* WHAT IS NEEDED: Copy the records below word for word, starting at the line that has "Report the location of each instance of the sand slope" and stopping after the line that has "x=308, y=191". Leave the pictures out of your copy.
·····
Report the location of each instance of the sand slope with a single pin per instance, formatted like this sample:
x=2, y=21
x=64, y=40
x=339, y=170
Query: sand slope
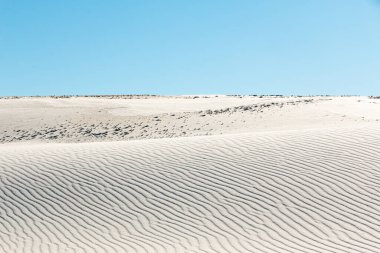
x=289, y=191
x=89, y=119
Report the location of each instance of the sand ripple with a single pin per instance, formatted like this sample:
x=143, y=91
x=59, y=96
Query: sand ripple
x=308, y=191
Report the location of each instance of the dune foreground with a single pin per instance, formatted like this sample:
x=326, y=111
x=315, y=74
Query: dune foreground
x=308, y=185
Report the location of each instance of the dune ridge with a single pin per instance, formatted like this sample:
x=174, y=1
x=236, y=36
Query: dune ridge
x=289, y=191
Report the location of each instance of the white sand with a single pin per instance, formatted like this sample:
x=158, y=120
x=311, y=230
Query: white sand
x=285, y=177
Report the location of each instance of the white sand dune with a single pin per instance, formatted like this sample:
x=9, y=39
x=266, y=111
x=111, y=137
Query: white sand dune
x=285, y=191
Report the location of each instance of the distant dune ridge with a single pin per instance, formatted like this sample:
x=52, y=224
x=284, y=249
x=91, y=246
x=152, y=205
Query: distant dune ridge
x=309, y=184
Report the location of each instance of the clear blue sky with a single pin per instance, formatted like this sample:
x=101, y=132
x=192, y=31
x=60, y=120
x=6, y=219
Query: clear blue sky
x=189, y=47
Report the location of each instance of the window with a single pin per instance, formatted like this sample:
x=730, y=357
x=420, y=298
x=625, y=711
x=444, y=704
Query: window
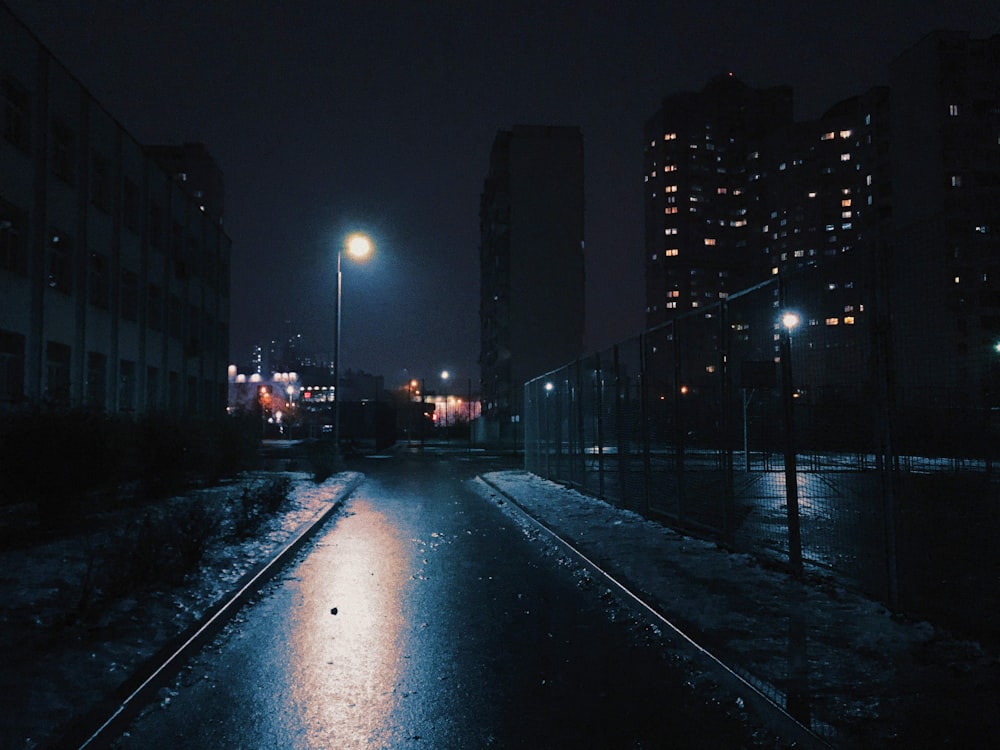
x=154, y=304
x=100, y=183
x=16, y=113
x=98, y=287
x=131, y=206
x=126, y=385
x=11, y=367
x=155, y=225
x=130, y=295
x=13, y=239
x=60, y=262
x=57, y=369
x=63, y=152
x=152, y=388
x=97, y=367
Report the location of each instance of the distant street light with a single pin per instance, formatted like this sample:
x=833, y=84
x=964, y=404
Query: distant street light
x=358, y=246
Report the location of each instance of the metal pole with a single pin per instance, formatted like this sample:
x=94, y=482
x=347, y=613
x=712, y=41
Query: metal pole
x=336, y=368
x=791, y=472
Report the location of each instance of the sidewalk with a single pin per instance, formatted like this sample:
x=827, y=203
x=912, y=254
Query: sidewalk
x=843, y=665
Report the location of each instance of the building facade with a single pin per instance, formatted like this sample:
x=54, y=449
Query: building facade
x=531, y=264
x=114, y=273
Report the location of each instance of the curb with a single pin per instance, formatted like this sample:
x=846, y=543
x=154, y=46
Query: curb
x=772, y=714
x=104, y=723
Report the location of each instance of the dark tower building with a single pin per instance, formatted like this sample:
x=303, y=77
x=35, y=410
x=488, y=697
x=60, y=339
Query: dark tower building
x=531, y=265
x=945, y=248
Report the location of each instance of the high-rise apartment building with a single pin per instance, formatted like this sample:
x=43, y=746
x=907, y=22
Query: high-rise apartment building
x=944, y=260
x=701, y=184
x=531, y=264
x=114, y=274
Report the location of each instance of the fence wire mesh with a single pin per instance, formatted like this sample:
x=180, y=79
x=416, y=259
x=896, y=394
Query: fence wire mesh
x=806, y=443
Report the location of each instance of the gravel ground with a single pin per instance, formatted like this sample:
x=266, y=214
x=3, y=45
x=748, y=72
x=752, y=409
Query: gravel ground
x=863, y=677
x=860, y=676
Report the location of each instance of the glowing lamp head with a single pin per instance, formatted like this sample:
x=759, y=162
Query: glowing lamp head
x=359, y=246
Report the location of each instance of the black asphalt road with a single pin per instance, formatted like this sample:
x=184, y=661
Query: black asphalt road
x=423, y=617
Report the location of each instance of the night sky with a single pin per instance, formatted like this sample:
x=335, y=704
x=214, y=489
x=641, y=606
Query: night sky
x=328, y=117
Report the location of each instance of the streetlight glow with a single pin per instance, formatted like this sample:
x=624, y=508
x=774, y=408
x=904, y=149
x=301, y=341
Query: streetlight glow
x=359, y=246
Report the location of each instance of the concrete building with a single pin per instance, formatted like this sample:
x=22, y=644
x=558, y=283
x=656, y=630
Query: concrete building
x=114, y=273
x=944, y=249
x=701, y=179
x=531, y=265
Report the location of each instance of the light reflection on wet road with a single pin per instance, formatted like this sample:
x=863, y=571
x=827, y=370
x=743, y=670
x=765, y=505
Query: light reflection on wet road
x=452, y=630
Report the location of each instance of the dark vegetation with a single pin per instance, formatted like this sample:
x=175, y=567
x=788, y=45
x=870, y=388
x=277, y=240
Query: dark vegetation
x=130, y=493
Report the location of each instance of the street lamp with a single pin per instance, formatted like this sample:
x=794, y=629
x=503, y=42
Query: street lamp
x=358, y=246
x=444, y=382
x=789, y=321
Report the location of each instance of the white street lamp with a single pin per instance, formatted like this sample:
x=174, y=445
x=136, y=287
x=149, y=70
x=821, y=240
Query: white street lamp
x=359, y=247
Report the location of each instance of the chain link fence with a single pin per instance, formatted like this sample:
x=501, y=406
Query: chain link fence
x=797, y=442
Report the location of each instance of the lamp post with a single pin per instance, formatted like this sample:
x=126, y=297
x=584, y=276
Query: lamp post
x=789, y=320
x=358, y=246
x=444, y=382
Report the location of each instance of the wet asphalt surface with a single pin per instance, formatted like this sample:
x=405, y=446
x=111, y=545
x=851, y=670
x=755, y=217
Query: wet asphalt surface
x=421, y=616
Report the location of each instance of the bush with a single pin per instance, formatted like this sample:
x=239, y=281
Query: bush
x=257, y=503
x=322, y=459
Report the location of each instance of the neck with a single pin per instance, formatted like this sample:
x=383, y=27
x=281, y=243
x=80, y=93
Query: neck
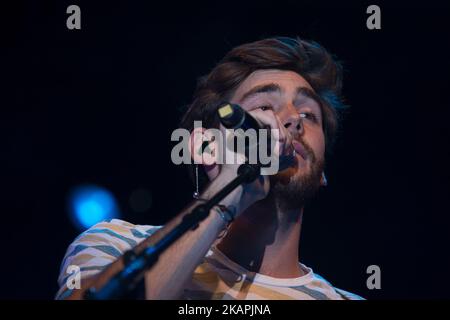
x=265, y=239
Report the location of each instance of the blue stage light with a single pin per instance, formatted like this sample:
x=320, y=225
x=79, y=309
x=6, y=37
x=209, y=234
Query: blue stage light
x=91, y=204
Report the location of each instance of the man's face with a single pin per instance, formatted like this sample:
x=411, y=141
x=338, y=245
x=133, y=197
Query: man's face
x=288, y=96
·····
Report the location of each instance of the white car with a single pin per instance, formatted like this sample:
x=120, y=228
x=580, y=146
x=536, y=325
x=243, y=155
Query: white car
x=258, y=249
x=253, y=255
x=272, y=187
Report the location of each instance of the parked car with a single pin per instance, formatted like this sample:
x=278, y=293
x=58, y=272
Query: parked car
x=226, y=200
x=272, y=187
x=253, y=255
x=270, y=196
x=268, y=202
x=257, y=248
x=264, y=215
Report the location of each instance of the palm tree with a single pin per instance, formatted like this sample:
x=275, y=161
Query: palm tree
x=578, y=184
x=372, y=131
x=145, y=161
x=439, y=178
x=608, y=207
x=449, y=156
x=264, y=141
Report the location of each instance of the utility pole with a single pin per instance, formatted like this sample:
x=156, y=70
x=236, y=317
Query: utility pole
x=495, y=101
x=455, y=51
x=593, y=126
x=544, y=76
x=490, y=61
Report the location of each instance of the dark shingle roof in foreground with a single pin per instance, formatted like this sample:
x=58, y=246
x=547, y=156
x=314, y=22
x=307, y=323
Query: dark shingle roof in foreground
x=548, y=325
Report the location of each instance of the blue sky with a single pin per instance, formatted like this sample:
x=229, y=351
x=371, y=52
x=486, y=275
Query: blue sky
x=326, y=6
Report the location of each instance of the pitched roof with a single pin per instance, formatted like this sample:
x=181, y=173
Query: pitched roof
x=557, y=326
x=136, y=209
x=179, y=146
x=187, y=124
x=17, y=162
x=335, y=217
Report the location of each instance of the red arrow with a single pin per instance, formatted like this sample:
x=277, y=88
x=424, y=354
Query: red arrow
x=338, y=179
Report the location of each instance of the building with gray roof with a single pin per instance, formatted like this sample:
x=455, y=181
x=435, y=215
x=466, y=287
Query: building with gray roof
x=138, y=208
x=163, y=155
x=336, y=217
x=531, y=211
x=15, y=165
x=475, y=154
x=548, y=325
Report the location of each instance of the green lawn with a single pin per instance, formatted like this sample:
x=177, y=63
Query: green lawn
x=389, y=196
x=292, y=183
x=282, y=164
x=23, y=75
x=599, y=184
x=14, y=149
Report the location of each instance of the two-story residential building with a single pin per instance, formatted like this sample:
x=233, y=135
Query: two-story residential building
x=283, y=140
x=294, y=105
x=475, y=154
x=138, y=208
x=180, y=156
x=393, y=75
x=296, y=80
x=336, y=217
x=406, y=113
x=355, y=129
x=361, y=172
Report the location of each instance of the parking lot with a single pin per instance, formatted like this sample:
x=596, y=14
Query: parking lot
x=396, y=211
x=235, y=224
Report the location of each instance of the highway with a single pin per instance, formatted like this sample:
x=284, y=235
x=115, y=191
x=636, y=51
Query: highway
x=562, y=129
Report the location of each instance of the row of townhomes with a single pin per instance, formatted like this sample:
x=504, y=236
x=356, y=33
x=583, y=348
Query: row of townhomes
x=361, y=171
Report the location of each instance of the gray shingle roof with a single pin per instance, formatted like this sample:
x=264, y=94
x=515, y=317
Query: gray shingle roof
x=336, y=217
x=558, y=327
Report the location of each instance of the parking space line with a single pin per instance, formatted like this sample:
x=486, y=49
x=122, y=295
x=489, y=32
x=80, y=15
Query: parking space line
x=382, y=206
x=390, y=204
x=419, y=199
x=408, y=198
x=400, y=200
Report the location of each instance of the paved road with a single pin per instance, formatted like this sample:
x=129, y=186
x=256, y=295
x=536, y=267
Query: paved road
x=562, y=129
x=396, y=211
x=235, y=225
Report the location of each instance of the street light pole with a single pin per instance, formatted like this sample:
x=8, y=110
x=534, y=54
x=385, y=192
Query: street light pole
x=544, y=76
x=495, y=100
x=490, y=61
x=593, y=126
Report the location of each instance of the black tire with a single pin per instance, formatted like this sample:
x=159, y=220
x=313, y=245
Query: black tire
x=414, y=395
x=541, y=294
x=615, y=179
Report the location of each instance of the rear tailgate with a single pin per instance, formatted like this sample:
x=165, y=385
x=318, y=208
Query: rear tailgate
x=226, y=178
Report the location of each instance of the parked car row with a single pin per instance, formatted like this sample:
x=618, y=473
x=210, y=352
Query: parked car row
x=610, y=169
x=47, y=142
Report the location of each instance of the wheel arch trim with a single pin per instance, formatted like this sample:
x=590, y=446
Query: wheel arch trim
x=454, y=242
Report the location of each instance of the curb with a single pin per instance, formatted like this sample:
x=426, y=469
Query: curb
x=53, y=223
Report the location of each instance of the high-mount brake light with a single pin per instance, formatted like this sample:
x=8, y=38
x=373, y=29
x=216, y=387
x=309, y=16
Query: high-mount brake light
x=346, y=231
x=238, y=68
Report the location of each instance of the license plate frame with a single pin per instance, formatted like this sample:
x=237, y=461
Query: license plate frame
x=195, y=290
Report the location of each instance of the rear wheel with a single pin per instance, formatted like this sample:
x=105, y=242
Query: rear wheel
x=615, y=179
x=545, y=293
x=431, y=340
·····
* CORRECT ANSWER:
Report the location of each instance of the sand slope with a single pin per instance, formatted like this sample:
x=2, y=21
x=64, y=40
x=339, y=170
Query: sand slope
x=289, y=191
x=89, y=119
Report the location of each instance of the sand ripple with a single pin per instance, formatted like this sample:
x=143, y=91
x=59, y=96
Query: sand ripple
x=308, y=191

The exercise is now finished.